- Required work
From the line containing "Objective — a point for each instance of the child" through the end of the material below, return each line as a JSON list of strings, one string per line, leaving out any blank lines.

- Supplied entries
================================

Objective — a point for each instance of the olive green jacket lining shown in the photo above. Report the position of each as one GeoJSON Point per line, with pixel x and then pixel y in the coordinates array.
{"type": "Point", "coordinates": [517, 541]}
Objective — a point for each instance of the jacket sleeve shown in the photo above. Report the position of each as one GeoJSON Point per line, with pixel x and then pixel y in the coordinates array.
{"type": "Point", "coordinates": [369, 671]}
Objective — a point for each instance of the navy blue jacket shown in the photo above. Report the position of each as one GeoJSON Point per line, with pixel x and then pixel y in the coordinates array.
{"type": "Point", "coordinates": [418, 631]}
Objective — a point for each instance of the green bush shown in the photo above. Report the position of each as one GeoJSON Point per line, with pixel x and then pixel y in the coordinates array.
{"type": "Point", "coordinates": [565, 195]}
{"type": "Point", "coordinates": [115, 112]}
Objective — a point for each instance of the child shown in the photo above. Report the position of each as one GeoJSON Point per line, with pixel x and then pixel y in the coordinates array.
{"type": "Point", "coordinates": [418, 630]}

================================

- Expected output
[
  "Objective — a point for each instance of the child shown in the photo above. Report the position of each as one GeoJSON Point per line, with pixel x and then pixel y in the coordinates array.",
  "{\"type\": \"Point\", \"coordinates\": [418, 630]}"
]